[AIM] Go through the rows below and list each line that contains the word "referee".

[SUPPLIED MATERIAL]

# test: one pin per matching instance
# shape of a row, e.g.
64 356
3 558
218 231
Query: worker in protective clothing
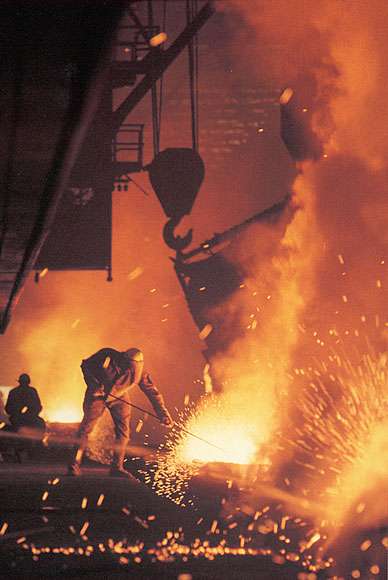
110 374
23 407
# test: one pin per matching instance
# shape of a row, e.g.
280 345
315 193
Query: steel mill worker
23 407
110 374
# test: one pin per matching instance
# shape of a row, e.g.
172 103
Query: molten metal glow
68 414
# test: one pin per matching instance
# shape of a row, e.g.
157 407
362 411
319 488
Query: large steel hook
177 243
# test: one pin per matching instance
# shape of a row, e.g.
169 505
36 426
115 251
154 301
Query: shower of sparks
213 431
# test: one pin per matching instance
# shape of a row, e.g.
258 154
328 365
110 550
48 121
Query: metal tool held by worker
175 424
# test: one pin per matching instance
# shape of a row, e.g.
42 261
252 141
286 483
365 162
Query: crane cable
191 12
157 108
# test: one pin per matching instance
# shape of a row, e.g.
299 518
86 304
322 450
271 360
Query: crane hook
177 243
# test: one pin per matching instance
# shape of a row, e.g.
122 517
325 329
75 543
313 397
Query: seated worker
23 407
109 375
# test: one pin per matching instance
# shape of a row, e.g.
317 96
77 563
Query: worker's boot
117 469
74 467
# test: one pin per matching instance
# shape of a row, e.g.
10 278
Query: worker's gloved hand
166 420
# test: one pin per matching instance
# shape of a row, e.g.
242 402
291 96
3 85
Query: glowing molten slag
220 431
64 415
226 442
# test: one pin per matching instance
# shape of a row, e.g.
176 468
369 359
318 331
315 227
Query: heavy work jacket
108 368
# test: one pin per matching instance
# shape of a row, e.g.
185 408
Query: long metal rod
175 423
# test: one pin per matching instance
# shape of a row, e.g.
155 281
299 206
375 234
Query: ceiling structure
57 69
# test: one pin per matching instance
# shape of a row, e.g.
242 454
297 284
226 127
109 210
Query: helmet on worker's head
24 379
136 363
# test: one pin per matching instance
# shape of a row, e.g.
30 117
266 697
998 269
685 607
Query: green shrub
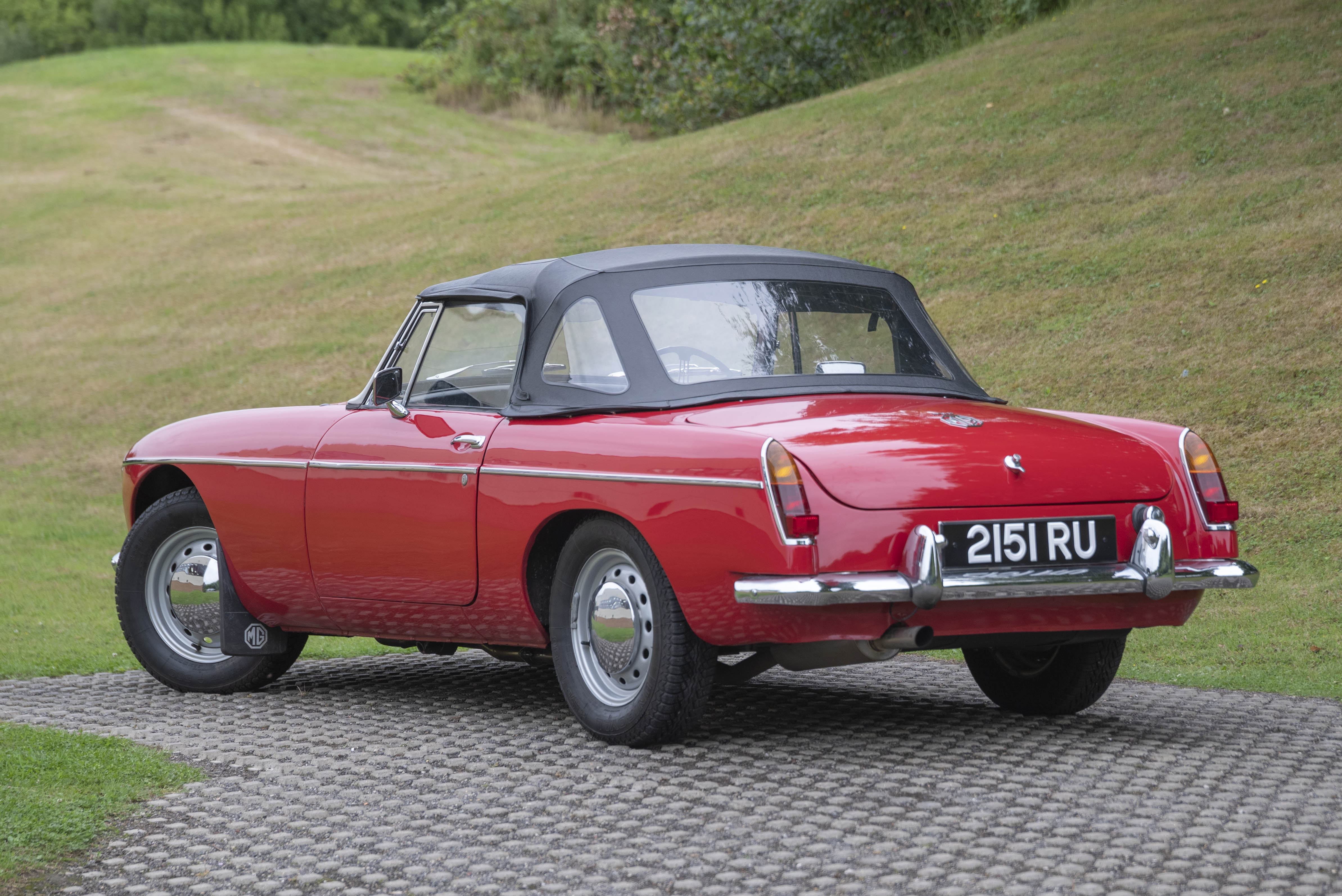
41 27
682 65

--

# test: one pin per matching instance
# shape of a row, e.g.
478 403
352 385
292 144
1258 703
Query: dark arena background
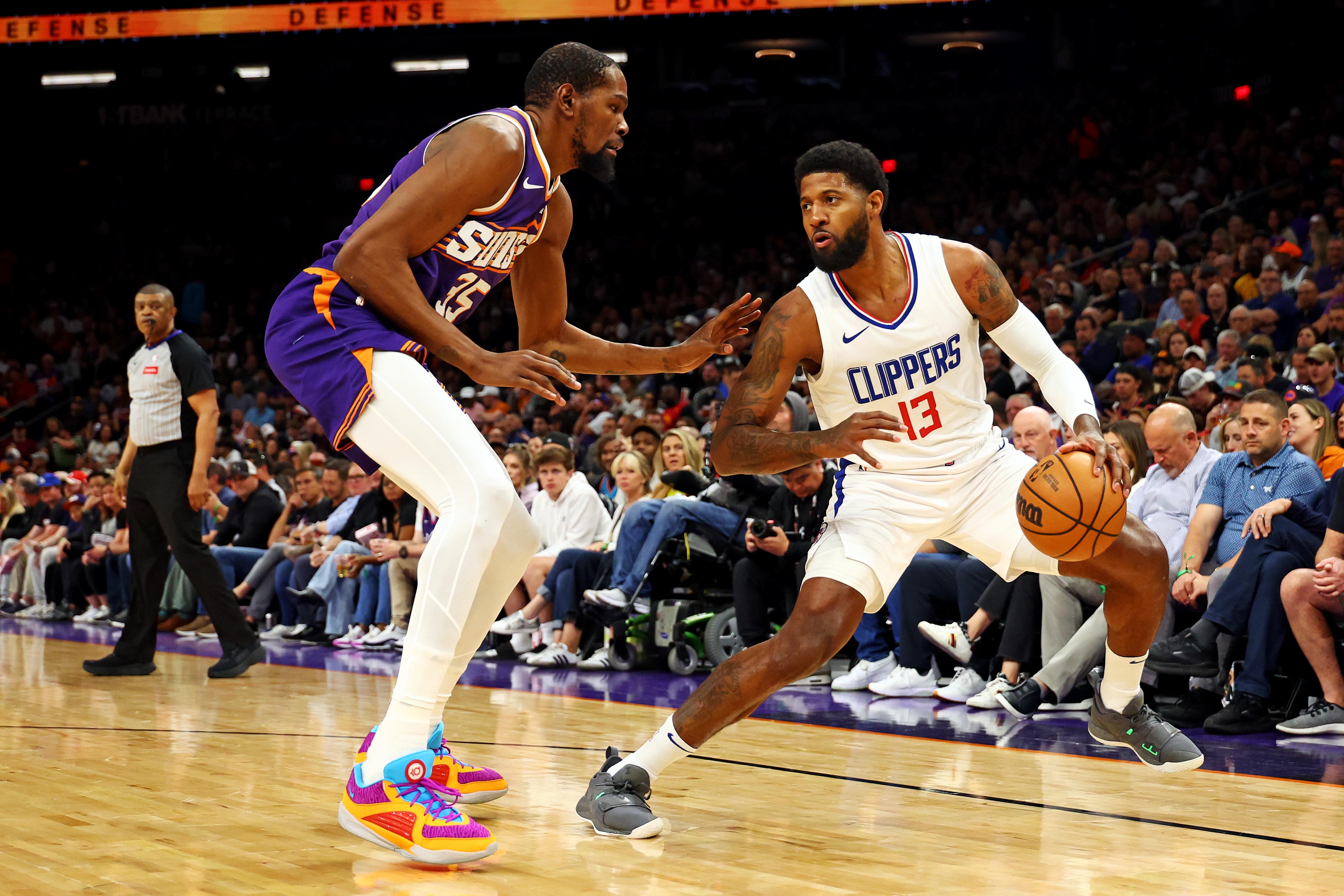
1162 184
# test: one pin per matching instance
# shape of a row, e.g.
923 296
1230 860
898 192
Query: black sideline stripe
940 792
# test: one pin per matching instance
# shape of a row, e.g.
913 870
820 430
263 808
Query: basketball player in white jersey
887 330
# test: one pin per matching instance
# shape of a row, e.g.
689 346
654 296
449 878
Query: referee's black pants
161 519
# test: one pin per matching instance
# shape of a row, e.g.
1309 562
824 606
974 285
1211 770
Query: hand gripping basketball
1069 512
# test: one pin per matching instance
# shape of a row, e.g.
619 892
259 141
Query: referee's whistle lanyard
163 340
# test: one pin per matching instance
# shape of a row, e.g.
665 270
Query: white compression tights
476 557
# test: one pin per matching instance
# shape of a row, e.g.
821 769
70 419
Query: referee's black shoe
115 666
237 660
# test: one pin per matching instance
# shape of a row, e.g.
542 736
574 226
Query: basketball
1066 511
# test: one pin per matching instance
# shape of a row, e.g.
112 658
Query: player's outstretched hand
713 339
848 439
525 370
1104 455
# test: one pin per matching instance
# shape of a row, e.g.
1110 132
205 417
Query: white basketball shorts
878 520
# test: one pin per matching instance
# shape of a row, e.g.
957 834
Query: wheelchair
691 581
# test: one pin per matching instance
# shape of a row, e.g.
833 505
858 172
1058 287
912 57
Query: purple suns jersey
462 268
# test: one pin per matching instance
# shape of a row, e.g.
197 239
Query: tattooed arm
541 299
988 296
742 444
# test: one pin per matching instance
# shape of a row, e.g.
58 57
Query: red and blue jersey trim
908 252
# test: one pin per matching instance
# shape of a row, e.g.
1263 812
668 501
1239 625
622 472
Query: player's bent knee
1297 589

[OUTPUT OF THE EXERCISE]
Query: referee's black pants
Query: referee's whistle lanyard
Query: referee's black shoe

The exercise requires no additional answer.